**To do**
Report every line of the records beneath this task that holds the string "spoon".

Image point grounding data
==================================================
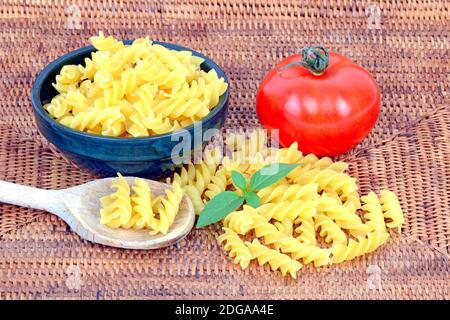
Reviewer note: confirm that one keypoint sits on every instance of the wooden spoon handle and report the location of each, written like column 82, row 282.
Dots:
column 26, row 196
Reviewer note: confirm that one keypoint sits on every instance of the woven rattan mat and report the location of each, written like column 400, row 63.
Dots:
column 405, row 44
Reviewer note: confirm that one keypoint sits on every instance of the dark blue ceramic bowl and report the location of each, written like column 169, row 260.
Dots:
column 105, row 156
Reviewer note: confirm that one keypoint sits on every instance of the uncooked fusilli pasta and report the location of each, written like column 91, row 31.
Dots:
column 134, row 90
column 311, row 216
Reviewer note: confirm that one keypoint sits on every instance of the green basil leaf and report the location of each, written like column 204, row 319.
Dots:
column 270, row 174
column 219, row 207
column 252, row 199
column 239, row 180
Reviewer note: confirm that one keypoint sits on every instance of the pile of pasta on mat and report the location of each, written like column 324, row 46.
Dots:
column 313, row 215
column 134, row 90
column 140, row 210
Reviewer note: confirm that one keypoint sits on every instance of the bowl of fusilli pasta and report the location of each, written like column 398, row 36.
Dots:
column 126, row 106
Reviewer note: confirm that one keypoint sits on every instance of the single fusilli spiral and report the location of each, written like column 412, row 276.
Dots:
column 169, row 210
column 329, row 229
column 275, row 259
column 287, row 244
column 342, row 215
column 373, row 212
column 328, row 178
column 240, row 221
column 290, row 210
column 306, row 231
column 142, row 204
column 116, row 207
column 234, row 244
column 356, row 248
column 391, row 209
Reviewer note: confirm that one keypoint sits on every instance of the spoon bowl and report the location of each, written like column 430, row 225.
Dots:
column 80, row 206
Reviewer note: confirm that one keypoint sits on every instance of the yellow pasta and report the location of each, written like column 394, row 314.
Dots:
column 140, row 210
column 152, row 90
column 391, row 210
column 311, row 216
column 306, row 231
column 356, row 248
column 235, row 245
column 276, row 260
column 240, row 221
column 373, row 212
column 168, row 211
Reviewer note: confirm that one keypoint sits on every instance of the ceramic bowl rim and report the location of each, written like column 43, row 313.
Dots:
column 84, row 51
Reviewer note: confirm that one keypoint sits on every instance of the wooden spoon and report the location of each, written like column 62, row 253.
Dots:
column 80, row 207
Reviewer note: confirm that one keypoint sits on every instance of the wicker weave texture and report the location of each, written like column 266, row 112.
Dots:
column 404, row 44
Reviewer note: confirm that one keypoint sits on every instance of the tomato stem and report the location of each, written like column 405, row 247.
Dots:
column 314, row 58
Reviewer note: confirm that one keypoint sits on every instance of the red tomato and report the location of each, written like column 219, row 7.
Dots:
column 327, row 113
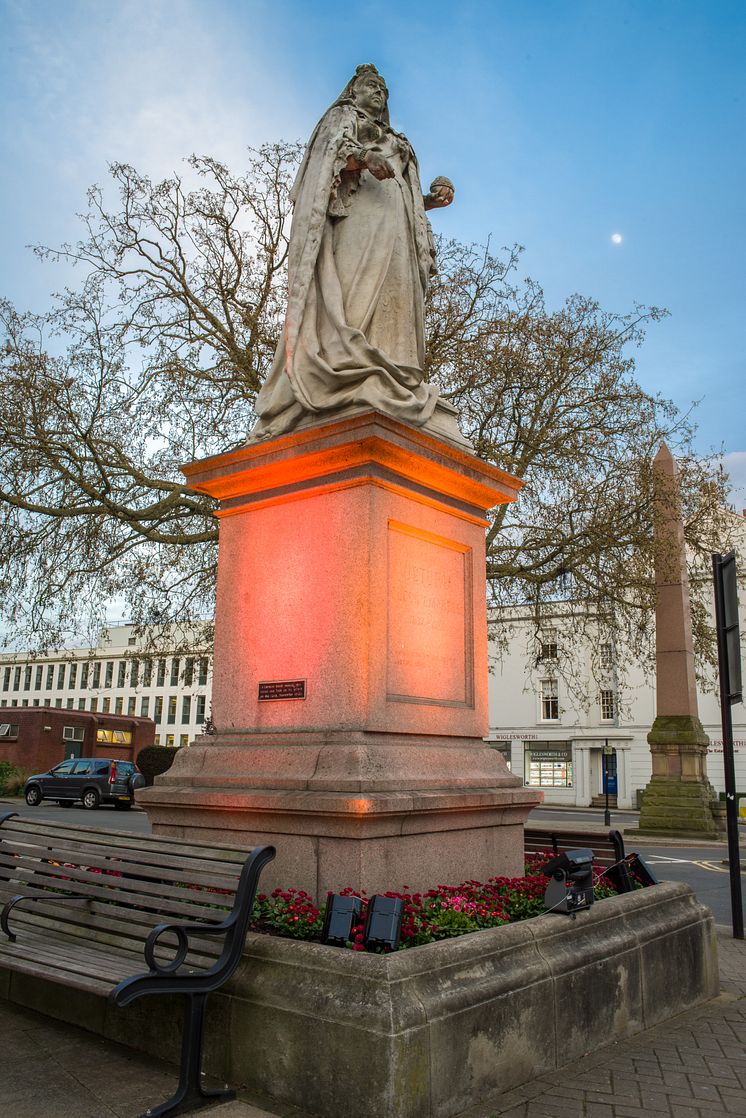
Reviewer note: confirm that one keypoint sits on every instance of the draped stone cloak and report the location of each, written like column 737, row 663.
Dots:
==================================================
**Completed exercise**
Reviewer note: confirm that one keypoint sits on every instance of the wooden spoon handle and report the location of each, written like column 82, row 282.
Reviewer note: confirm that one keypoint sits on every instance of the spoon bowl and report the location of each, written like column 430, row 225.
Reviewer note: confirm that one keypoint sits on every instance of the wooden spoon and report the location of each, written like column 62, row 253.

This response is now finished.